Put everything in the material below, from the line containing "Identify power line." down to the line containing "604 43 620 177", into a numbered list, with both of those lines included and no blank lines.

→ Material
+ + +

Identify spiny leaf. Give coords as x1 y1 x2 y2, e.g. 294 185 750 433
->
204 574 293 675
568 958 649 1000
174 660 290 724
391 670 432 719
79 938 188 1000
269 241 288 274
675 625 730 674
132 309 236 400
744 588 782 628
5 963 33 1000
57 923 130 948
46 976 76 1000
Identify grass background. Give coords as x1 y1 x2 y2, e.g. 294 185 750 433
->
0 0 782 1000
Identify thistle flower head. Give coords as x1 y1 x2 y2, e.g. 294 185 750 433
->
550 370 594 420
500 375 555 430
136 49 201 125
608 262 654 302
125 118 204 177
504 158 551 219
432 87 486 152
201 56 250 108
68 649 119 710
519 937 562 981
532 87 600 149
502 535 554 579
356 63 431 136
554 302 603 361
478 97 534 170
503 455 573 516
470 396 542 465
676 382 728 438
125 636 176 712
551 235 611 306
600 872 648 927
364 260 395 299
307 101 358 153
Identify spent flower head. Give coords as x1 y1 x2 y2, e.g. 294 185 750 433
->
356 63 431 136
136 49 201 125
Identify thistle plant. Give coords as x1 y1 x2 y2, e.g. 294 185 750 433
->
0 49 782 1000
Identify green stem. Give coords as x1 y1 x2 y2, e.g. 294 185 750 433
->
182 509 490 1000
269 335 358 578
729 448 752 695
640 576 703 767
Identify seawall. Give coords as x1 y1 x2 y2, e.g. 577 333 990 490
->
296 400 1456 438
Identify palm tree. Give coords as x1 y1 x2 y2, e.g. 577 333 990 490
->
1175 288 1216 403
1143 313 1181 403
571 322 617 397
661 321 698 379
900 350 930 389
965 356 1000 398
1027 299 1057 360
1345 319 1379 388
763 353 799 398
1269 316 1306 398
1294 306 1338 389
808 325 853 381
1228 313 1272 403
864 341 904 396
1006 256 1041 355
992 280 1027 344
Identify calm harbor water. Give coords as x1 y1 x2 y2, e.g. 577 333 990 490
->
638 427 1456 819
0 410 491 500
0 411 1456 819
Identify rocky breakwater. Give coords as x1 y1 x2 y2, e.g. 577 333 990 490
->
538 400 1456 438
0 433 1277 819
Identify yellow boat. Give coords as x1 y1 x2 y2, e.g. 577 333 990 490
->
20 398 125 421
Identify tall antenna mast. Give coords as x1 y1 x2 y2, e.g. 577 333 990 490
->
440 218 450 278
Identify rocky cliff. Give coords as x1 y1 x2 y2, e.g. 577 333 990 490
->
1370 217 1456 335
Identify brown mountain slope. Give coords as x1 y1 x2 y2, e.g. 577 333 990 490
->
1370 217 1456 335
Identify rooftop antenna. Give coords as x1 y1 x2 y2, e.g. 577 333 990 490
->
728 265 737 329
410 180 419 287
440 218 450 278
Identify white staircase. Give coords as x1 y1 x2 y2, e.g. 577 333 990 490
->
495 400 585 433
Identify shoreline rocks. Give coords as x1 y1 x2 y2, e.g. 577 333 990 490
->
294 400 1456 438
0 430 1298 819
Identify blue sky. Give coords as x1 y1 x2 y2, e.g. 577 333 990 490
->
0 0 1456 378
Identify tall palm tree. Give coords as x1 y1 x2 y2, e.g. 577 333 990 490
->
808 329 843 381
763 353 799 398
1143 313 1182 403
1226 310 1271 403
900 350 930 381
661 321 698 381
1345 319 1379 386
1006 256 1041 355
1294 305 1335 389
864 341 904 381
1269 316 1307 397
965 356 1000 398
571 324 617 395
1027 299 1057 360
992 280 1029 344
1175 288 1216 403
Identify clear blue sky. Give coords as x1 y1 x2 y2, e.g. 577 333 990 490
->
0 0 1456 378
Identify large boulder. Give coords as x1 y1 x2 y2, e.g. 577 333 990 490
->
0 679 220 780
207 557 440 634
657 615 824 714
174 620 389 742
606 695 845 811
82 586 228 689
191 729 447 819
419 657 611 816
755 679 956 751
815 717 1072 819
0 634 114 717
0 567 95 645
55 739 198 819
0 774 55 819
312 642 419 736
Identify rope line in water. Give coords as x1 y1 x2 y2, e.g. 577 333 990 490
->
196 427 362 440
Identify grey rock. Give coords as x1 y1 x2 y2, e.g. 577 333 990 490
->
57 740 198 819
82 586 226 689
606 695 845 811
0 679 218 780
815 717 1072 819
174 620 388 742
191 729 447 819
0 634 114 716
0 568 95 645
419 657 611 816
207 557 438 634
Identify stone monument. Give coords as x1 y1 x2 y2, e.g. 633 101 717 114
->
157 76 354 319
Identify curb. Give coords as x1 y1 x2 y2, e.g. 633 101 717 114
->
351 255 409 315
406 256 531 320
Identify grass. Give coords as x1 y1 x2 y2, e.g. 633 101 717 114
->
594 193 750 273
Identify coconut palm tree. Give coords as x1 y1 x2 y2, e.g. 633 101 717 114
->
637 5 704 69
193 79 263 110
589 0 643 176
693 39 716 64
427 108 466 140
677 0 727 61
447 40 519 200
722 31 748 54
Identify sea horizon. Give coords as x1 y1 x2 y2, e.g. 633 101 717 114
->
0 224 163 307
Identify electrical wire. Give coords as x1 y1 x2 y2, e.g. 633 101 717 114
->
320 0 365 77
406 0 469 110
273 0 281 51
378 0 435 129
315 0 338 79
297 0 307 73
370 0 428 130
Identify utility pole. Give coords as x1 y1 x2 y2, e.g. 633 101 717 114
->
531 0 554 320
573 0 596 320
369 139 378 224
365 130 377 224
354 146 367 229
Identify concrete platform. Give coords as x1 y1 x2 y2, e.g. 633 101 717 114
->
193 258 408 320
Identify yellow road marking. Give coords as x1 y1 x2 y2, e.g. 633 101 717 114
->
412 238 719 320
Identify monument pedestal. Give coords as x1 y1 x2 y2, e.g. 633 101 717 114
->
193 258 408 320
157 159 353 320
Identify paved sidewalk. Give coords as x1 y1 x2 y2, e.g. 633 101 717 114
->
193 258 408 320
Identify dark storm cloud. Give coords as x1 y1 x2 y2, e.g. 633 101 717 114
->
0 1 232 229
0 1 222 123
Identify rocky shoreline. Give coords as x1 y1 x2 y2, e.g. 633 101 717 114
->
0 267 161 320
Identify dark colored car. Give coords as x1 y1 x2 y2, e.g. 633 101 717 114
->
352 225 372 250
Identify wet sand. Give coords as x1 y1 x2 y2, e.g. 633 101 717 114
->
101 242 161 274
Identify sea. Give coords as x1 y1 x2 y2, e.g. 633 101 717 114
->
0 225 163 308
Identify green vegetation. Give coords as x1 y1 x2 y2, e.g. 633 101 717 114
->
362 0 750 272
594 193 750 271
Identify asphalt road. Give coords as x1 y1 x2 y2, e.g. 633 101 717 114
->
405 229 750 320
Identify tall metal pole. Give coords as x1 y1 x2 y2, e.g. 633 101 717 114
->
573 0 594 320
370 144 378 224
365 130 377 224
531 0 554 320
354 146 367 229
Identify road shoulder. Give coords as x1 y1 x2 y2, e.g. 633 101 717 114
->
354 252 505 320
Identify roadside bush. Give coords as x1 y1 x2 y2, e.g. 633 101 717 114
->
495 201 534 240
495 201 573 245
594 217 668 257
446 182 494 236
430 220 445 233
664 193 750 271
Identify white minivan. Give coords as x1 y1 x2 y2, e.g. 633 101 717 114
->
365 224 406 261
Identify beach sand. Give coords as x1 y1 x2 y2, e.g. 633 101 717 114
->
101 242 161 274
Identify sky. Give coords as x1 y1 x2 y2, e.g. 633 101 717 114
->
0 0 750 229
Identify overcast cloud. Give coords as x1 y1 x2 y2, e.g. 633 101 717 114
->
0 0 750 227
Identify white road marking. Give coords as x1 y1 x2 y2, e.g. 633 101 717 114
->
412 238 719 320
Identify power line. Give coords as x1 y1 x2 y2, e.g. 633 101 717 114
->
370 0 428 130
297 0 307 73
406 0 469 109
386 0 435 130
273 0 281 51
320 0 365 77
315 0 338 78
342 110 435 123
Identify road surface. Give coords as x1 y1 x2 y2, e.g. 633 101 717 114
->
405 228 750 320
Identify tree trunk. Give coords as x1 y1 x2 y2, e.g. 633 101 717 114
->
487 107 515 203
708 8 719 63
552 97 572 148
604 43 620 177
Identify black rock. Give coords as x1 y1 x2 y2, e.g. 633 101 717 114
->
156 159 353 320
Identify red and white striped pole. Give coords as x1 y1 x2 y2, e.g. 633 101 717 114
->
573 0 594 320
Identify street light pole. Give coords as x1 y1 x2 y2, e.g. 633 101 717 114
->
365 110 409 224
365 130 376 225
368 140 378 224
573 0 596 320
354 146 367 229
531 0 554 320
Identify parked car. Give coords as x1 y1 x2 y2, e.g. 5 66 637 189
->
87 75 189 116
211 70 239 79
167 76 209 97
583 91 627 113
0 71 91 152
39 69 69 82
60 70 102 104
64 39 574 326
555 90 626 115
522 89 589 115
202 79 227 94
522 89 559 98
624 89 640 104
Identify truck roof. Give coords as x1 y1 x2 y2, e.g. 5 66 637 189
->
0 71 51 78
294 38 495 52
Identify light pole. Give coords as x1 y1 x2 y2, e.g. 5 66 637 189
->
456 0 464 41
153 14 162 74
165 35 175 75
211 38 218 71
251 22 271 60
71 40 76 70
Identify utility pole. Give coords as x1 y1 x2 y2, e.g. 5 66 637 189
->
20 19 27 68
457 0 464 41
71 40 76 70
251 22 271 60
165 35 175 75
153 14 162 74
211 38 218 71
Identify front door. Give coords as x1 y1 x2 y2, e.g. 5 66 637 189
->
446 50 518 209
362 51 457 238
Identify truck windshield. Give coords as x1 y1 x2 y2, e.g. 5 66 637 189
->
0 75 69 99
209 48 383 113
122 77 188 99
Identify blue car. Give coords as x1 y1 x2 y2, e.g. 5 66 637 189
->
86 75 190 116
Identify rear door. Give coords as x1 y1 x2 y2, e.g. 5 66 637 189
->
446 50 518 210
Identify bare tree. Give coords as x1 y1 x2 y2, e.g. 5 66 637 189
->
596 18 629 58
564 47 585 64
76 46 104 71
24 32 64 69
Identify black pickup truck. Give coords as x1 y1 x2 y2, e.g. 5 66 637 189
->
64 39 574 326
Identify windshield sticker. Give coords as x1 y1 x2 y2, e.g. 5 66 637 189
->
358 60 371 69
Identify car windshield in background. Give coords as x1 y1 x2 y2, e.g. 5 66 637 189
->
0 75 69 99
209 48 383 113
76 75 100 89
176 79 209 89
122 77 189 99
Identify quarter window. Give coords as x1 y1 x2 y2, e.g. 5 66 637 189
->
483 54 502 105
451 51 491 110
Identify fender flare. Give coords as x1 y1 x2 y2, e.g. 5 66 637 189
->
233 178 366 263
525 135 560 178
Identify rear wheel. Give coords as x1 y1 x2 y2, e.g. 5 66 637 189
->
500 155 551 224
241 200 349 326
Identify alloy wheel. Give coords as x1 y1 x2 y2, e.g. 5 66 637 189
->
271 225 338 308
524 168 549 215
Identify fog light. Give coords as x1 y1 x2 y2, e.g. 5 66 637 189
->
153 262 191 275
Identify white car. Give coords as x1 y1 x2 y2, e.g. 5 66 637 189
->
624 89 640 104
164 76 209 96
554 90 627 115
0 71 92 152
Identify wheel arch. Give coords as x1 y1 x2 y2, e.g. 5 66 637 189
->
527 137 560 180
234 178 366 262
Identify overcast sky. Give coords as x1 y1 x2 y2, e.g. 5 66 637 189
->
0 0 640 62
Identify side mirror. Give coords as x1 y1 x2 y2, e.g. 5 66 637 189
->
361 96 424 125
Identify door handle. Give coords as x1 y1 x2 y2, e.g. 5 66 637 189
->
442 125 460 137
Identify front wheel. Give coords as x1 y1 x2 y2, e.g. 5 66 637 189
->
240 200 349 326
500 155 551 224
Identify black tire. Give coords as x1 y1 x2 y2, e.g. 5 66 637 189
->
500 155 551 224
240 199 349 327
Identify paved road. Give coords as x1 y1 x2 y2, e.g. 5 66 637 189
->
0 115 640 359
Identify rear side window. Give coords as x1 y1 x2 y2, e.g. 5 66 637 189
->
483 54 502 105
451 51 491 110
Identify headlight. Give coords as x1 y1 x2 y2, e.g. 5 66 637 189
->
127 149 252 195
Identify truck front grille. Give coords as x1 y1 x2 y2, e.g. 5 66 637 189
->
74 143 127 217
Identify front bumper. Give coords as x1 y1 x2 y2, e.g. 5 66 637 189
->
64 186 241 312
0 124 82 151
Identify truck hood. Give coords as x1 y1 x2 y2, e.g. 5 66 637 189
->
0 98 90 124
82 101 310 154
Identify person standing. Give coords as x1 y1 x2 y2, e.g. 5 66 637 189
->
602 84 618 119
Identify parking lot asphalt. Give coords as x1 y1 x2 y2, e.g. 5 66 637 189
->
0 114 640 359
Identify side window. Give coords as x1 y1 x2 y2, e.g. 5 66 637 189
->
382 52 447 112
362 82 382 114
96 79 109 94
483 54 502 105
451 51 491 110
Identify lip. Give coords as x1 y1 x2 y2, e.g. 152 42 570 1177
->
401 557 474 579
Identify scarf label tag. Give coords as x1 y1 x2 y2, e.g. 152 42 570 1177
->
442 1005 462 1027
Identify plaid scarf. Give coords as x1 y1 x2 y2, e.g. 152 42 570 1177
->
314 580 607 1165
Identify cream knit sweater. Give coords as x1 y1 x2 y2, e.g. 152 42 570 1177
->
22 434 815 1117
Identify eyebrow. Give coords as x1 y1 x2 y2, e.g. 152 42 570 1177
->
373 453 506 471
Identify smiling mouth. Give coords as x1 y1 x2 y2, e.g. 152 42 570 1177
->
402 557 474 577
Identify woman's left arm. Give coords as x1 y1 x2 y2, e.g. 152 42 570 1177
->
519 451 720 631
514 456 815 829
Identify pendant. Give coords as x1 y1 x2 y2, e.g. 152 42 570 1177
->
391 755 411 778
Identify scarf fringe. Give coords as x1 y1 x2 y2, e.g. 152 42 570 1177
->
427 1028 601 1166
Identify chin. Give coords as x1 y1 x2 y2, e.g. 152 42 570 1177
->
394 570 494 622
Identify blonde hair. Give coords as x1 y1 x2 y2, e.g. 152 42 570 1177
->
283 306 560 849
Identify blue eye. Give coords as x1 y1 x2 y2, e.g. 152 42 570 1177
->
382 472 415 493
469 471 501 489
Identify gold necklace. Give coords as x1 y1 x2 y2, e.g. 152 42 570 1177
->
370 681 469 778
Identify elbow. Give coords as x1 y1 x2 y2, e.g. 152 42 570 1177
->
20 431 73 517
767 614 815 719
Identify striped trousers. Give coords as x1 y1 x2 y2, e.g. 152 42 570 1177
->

+ + +

→ Task output
1. Identify power line. Give coords as x1 y1 x2 y2, e.g. 633 101 717 114
2. ->
3. 370 0 428 130
4. 297 0 307 73
5. 406 0 469 109
6. 386 0 435 130
7. 273 0 281 51
8. 320 0 365 77
9. 315 0 338 78
10. 342 110 435 123
11. Identify road surface. Give coords as x1 y1 x2 y2, e.g. 633 101 717 114
12. ->
13. 405 228 750 320
14. Identify tree trunk. Give coords as x1 y1 x2 y2, e.g. 633 101 717 114
15. ->
16. 487 107 515 203
17. 708 8 719 63
18. 552 97 572 148
19. 604 43 620 177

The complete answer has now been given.